**AIM OF THE EXERCISE**:
Reproduce the news article below word for word, in full.

**SOURCE DOCUMENT**:

* * * * * * * * *

Man who didn't want to lose $100 work incentive jailed for refusing MC, Covid-19 swab test

Osmond Chia
The Straits Times
Jan 18, 2022

A pest control technician who had a cough for around three weeks was suspected to have Covid-19 and was told to take a swab test and remain at home.

But he continued to work, as he did not want to forfeit a $100 monthly work incentive, and visited multiple locations and had lunch with colleagues.

On Tuesday (Jan 18), A. Rahim M. Taha, 59, pleaded guilty to a single charge of flouting Covid-19 rules and was jailed for five weeks.

The court heard that the Singaporean worked as a pest control technician with Verminator and was a team supervisor.

He often drove with two other colleagues to locations in the east of Singapore to conduct vector control services like the inspection of rodent and mosquito infestations.

* * * * * * * * *

Dataset excerpts:
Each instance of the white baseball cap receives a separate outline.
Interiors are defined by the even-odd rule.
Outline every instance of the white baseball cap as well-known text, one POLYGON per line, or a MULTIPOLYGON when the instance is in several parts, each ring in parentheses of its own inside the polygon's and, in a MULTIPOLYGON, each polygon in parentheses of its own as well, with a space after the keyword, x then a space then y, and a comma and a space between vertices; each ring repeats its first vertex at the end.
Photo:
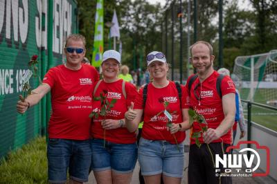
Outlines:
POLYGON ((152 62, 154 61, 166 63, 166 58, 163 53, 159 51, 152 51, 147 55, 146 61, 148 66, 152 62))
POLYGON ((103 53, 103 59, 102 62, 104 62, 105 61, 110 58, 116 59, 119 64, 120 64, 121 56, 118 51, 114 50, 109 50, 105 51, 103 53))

* * * * * * * * *

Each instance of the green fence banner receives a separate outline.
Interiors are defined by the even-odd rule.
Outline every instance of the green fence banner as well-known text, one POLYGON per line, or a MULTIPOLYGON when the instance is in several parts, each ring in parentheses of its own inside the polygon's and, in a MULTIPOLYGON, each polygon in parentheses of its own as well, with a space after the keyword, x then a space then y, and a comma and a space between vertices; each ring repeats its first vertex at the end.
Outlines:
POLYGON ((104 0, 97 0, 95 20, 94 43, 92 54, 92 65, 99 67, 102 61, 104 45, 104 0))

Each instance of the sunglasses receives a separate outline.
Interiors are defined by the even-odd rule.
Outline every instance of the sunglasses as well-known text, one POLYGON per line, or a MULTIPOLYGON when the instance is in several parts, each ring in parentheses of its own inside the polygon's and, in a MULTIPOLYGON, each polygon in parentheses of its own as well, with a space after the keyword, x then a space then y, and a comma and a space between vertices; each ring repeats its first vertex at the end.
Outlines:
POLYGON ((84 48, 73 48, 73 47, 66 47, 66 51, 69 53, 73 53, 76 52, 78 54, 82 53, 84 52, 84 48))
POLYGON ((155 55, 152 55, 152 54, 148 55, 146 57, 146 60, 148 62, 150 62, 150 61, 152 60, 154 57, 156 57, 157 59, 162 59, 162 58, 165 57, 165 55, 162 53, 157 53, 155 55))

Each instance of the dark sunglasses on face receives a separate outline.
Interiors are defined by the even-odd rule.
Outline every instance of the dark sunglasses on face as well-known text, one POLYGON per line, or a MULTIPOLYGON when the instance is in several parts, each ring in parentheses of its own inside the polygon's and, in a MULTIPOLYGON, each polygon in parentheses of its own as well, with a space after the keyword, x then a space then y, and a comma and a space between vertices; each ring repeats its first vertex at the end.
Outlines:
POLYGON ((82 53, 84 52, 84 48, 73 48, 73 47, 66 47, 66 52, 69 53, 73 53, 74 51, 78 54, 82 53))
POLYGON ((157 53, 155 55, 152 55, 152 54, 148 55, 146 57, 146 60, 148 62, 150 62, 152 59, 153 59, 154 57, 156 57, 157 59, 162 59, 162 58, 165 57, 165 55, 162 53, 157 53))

* * * * * * * * *

**EXERCISE RESULT**:
Man who didn't want to lose $100 work incentive jailed for refusing MC, Covid-19 swab test

Osmond Chia
The Straits Times
Jan 18, 2022

A pest control technician who had a cough for around three weeks was suspected to have Covid-19 and was told to take a swab test and remain at home.

But he continued to work, as he did not want to forfeit a $100 monthly work incentive, and visited multiple locations and had lunch with colleagues.

On Tuesday (Jan 18), A. Rahim M. Taha, 59, pleaded guilty to a single charge of flouting Covid-19 rules and was jailed for five weeks.

The court heard that the Singaporean worked as a pest control technician with Verminator and was a team supervisor.

He often drove with two other colleagues to locations in the east of Singapore to conduct vector control services like the inspection of rodent and mosquito infestations.